╭──
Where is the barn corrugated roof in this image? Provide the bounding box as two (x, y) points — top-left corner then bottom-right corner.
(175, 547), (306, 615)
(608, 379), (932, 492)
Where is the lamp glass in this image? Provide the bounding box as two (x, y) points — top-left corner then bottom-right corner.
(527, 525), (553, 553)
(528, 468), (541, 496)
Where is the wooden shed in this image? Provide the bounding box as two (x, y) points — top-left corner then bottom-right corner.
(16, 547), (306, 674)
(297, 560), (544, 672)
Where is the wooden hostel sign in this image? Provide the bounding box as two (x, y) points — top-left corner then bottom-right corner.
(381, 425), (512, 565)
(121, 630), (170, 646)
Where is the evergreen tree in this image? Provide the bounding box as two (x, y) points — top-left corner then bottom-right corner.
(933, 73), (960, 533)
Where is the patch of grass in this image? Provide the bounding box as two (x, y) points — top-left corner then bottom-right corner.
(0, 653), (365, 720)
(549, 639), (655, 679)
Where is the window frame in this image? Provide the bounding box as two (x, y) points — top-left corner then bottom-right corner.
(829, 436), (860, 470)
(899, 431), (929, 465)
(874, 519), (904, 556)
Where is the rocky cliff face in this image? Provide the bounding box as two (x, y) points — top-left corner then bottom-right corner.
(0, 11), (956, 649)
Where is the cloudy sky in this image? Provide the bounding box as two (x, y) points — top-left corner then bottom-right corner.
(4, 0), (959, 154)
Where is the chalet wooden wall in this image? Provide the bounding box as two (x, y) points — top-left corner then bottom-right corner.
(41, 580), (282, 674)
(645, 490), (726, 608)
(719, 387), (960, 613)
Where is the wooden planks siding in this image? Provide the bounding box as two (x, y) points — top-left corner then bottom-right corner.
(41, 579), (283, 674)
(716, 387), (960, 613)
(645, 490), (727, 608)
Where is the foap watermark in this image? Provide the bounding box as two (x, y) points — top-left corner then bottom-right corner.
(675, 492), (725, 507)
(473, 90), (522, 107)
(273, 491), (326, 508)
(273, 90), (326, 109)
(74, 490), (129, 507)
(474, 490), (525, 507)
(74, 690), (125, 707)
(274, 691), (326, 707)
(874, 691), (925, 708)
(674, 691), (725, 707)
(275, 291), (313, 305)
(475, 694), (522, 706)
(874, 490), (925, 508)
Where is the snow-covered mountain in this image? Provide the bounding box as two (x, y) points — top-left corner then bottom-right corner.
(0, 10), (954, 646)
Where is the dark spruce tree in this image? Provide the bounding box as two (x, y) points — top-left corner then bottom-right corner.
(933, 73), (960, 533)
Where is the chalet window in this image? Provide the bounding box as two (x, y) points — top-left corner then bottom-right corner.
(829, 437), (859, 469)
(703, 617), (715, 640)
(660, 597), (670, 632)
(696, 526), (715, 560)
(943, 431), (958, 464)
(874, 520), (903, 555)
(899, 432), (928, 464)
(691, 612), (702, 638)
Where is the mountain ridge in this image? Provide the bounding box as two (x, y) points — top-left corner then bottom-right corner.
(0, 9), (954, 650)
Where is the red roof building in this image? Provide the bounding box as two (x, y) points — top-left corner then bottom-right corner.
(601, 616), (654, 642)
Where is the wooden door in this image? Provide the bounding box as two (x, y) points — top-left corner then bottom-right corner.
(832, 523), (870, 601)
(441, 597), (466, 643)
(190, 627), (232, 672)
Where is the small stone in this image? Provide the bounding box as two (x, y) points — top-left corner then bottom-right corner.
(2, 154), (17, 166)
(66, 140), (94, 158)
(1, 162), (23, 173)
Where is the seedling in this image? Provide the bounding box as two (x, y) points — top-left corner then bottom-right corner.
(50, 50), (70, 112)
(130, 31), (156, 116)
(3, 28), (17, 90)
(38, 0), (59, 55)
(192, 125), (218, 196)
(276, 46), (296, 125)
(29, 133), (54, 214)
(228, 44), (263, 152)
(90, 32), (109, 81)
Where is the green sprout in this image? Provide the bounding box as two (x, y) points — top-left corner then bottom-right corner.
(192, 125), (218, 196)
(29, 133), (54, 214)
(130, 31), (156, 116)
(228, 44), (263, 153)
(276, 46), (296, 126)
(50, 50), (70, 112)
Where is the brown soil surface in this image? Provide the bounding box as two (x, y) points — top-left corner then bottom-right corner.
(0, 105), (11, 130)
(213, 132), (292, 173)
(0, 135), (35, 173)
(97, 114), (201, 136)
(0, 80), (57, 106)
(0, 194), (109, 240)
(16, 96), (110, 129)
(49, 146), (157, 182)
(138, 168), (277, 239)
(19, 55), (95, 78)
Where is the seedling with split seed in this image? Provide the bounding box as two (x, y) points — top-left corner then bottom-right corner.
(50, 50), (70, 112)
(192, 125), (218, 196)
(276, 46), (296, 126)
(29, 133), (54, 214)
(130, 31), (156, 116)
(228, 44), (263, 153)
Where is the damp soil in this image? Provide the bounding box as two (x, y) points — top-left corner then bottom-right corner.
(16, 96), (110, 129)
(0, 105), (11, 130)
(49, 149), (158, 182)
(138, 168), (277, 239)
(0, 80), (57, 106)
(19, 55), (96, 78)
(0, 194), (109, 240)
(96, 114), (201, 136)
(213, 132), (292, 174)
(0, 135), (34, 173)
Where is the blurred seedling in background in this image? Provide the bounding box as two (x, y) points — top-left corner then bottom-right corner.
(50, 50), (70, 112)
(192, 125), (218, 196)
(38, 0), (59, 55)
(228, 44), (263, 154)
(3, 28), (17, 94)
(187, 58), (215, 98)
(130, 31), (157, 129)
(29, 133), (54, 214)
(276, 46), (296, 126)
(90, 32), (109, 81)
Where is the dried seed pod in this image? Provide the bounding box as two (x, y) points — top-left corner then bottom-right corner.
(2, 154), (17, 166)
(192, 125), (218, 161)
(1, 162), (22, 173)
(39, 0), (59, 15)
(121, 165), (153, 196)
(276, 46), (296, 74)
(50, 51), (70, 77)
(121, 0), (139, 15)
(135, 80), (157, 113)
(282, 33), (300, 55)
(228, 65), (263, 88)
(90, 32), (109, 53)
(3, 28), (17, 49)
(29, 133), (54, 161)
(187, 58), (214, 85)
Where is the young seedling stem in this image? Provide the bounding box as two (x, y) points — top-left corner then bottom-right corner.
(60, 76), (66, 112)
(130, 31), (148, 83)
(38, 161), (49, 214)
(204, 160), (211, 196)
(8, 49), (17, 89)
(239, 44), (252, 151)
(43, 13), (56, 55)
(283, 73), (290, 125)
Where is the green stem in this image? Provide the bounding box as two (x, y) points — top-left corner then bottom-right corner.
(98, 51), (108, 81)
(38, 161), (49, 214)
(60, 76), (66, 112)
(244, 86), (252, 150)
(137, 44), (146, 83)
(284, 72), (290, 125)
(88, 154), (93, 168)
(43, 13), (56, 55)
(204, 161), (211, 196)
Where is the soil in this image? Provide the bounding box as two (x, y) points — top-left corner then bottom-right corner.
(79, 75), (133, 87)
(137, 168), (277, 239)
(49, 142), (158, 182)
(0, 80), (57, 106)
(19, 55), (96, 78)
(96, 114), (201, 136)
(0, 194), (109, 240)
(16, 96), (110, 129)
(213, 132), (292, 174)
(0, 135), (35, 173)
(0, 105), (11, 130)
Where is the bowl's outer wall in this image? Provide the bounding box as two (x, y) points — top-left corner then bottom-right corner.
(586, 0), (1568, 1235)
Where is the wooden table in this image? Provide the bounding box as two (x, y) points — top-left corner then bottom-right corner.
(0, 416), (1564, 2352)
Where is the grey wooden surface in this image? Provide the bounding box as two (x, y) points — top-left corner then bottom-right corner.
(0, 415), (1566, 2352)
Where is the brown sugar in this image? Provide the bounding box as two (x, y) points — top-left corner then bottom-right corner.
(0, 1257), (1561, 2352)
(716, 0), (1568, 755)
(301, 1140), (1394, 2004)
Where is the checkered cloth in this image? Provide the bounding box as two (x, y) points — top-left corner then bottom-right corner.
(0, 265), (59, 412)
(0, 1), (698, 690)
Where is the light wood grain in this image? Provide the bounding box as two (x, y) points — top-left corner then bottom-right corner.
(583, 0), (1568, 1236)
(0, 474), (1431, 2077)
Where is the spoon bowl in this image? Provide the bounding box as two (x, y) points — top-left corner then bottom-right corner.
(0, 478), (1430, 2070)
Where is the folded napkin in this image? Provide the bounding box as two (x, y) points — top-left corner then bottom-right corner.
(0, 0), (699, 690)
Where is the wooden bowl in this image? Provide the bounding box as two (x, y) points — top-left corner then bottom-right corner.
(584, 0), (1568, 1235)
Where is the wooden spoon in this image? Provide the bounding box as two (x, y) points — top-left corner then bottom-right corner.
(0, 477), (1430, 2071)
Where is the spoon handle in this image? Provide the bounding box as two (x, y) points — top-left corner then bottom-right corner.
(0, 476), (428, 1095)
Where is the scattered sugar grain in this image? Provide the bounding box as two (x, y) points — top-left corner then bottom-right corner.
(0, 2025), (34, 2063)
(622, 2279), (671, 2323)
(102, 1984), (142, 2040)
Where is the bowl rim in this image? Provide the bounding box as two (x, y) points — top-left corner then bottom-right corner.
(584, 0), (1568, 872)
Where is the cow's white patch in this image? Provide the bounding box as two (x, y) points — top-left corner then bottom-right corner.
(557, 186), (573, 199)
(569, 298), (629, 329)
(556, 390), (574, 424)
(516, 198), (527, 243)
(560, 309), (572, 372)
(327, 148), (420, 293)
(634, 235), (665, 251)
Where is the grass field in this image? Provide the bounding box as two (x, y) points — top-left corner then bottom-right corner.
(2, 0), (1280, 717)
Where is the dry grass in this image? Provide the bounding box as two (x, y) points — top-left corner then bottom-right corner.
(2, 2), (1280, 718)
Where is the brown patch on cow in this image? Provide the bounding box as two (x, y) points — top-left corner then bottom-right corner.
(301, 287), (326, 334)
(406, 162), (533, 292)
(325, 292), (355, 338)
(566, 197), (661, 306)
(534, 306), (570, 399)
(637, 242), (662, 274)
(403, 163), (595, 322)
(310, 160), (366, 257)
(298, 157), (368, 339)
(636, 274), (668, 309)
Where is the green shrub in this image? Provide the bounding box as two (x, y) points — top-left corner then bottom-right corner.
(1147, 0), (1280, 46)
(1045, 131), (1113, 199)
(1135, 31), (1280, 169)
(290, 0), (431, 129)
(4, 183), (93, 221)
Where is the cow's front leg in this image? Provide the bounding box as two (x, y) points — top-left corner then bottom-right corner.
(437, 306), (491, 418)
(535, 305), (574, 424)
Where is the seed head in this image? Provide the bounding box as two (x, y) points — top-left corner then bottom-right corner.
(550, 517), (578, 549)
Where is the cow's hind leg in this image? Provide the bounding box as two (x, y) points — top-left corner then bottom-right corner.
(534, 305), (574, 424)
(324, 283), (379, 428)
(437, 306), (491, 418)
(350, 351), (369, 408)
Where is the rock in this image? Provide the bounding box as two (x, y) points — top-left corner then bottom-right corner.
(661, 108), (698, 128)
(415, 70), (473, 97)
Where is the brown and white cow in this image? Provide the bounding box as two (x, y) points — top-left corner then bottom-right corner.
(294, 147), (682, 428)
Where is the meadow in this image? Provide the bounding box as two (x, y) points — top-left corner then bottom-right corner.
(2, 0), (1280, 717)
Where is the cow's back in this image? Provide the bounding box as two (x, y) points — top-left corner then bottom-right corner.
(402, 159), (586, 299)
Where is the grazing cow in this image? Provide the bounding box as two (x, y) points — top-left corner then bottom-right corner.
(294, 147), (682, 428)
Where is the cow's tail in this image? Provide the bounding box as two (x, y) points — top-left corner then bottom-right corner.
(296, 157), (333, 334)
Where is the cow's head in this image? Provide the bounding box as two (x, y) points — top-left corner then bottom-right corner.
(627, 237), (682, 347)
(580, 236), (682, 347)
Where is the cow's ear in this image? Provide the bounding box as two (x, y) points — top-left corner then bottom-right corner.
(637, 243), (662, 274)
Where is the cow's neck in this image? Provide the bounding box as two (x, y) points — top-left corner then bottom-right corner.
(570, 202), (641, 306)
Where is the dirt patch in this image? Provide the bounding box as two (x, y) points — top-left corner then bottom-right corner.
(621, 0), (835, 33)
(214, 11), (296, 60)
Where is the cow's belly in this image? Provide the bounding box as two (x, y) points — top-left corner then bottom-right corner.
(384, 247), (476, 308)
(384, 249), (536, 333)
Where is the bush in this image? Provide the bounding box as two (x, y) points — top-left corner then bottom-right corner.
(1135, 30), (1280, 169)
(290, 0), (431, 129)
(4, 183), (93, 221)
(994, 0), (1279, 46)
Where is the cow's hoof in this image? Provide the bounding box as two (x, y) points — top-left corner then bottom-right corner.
╰──
Please output the line that contains "Where is the cow's back" and every line after it in the entries above, exactly, and nothing more.

Where is the cow's back in this image? Provide the bounding box as two (x, y) points — top-left corner then bottom-right corner.
(402, 159), (586, 299)
Where is the grazing cow in this image? Provide the bounding box as two (x, y) points — top-left corner then bottom-right corner.
(294, 147), (682, 428)
Where is the cow's tail in this image? Provide the bounding box as two (x, y) points — top-left corner then bottom-right corner.
(296, 157), (333, 334)
Where is the cow's head in this image? Provide the bounding box as two (x, y) points — top-left corner then bottom-right corner.
(627, 237), (682, 347)
(580, 236), (682, 347)
Where is the cow's ear in this image? Provide the bounding box as two (x, y) points — top-left corner then bottom-right corner.
(637, 243), (662, 274)
Where is the cow's neck in this image? Provide the bounding box as two (x, y) points — top-left corner then bottom-right corner.
(570, 202), (641, 306)
Where is the dirt patch in this image? Provide the bounding box as two (x, y) points — top-left corner then bottom-right corner.
(621, 0), (835, 33)
(214, 11), (296, 60)
Where is the cow's belly in this image? Provide the bounding box as two (x, y) points — top-left corner then bottom-right corner.
(384, 247), (476, 308)
(384, 249), (536, 333)
Where is the bush in this image? Provide the bounding box as two (x, y) points — top-left corner then bottom-right corner.
(1135, 30), (1280, 169)
(290, 0), (431, 129)
(4, 183), (93, 221)
(994, 0), (1279, 46)
Where is the cow's hoof in this image? Provide the bounding box as two (x, y) points — top-left corner then bottom-right corner.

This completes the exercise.